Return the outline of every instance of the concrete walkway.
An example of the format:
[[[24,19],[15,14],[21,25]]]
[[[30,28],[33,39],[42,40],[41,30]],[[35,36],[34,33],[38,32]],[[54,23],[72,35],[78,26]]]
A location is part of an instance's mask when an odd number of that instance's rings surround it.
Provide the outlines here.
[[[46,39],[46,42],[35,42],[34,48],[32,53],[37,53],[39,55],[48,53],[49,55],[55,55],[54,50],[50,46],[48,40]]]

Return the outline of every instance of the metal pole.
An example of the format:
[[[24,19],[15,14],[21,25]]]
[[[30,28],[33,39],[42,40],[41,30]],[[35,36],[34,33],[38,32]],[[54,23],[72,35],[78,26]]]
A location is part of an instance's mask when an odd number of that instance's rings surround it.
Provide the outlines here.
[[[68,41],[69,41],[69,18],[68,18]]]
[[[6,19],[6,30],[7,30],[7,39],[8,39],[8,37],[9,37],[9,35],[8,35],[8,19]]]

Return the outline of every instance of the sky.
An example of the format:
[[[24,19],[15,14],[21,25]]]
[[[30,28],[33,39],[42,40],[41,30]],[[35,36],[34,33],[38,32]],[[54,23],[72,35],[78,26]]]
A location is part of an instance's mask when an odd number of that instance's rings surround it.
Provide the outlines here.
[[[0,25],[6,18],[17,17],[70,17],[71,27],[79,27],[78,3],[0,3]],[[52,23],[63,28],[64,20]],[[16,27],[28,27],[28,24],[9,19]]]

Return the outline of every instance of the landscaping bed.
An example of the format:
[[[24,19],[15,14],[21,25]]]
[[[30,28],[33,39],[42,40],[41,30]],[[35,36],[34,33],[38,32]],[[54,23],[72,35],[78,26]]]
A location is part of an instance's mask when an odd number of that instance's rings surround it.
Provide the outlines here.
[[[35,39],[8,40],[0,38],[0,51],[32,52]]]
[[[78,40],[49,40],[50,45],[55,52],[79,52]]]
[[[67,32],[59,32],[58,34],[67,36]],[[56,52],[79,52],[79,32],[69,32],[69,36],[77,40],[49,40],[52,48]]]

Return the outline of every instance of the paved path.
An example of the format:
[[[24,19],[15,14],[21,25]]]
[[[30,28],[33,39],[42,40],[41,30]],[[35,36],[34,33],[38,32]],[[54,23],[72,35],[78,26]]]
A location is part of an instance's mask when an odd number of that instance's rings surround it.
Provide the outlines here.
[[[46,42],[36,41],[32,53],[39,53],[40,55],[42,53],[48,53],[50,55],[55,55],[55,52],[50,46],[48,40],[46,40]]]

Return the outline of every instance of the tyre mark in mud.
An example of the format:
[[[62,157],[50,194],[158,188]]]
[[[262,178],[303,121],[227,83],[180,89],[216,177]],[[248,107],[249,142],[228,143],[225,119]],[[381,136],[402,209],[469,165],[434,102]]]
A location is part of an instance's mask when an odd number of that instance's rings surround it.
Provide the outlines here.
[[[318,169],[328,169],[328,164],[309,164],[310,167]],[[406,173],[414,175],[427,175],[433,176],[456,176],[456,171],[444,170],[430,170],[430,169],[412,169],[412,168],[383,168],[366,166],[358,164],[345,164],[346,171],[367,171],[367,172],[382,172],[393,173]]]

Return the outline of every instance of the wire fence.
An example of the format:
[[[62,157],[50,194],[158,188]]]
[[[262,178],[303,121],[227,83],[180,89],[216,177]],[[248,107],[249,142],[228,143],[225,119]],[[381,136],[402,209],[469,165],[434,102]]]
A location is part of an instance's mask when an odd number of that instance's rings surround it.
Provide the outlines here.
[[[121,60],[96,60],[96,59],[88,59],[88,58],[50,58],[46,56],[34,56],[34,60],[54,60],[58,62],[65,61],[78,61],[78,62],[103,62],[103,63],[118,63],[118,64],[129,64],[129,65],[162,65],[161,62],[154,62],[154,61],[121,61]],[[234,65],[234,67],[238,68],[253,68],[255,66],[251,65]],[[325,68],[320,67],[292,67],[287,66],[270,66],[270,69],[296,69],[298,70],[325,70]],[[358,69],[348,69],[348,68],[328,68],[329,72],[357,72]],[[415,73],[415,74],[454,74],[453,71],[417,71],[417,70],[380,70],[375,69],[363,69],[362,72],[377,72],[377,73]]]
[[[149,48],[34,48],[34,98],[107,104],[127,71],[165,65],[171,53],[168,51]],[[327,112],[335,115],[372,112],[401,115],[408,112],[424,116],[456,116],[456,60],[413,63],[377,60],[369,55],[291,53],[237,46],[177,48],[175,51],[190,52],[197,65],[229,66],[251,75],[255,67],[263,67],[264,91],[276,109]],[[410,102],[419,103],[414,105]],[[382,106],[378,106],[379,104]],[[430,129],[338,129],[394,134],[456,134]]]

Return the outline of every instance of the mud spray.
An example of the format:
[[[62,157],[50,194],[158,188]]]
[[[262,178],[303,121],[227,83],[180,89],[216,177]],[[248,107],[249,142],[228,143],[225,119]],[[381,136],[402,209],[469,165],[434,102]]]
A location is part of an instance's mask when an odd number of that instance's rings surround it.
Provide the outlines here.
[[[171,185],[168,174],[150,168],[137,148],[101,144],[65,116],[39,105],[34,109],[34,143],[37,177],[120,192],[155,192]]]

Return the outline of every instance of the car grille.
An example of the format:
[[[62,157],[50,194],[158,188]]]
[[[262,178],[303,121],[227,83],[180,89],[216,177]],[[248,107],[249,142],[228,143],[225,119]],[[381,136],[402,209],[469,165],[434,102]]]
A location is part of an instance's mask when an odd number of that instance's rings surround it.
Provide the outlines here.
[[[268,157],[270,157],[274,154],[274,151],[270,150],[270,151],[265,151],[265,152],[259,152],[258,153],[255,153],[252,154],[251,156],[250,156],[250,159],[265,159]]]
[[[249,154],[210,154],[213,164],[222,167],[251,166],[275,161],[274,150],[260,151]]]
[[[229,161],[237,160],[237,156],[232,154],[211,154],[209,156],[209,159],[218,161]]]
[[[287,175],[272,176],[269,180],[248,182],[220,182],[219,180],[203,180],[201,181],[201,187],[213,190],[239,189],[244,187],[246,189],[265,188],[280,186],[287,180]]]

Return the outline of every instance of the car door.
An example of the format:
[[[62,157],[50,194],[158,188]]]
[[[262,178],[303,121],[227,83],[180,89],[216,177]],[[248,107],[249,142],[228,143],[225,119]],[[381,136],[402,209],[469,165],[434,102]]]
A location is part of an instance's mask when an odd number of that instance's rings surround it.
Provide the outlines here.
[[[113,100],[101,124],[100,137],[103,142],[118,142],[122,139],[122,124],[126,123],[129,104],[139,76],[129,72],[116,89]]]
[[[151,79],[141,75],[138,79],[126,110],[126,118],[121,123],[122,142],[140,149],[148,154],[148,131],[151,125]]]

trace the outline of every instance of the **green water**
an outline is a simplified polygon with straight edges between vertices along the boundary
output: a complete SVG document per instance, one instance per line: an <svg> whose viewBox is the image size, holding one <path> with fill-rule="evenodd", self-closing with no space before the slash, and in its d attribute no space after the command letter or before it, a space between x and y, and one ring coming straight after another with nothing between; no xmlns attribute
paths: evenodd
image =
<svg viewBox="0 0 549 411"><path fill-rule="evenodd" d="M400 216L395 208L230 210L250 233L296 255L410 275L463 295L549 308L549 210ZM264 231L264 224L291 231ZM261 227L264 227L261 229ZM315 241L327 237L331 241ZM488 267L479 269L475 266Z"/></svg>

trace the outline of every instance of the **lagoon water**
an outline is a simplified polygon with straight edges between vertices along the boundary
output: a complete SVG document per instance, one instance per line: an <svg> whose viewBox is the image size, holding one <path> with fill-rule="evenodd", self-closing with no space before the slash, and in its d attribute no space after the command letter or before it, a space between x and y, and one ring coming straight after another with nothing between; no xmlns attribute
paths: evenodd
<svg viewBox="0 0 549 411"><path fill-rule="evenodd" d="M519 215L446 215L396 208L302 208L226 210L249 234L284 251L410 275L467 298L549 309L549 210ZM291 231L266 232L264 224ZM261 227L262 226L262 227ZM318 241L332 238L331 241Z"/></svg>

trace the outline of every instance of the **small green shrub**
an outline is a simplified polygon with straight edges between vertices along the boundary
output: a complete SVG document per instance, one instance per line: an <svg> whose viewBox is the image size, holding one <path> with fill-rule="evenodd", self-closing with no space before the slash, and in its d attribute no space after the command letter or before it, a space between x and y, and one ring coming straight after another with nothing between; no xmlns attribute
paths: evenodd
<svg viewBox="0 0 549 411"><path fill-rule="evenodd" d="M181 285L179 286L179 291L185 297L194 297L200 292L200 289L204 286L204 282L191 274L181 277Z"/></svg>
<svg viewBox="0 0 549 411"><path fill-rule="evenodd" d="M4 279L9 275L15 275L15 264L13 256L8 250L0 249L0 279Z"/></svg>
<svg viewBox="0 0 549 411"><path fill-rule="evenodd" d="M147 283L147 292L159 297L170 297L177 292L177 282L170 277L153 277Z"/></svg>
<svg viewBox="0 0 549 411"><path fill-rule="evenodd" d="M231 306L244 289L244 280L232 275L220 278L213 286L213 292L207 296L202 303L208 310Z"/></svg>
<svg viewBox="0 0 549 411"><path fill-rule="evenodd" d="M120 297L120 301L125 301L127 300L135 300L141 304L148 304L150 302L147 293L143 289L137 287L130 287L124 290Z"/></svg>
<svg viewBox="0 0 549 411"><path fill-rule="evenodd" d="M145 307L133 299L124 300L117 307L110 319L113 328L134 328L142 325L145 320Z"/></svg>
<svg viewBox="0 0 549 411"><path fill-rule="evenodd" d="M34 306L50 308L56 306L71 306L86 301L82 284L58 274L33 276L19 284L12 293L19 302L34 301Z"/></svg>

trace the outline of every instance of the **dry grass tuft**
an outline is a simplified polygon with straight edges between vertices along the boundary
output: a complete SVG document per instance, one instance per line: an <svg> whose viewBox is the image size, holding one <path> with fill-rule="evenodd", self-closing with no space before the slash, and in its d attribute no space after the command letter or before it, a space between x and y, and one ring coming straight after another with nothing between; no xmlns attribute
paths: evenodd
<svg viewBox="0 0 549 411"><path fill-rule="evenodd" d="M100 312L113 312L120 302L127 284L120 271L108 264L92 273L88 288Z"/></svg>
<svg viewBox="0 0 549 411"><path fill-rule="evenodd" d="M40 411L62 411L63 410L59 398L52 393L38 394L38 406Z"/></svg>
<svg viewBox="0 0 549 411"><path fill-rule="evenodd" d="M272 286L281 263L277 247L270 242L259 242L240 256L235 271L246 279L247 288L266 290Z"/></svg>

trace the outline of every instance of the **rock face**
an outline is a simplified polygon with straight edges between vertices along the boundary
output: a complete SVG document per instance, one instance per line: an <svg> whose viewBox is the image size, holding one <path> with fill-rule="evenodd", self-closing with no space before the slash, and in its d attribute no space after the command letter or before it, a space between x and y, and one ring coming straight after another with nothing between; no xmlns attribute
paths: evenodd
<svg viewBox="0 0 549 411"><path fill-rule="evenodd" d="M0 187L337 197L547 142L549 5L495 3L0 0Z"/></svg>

-------------------------

YOUR TASK
Reproduce the rows above verbatim, from the line containing "trace the outline of every instance of the **small" through the line containing "285L179 286L179 291L185", including both of those lines.

WRITTEN SOLUTION
trace the outline of every instance of the **small green shrub**
an outline is a simplified polygon with straight edges between vertices along the boundary
output: a complete SVG document per instance, one instance per line: an <svg> whose viewBox is the image size, holding one <path> with fill-rule="evenodd", self-closing with no space before the slash, and in its d attribute no space after the command letter or before it, a space between x and y, and one ring coming straight after another with nothing between; no xmlns attribute
paths: evenodd
<svg viewBox="0 0 549 411"><path fill-rule="evenodd" d="M181 285L179 286L179 291L185 297L194 297L200 292L200 289L204 286L204 282L191 274L181 277Z"/></svg>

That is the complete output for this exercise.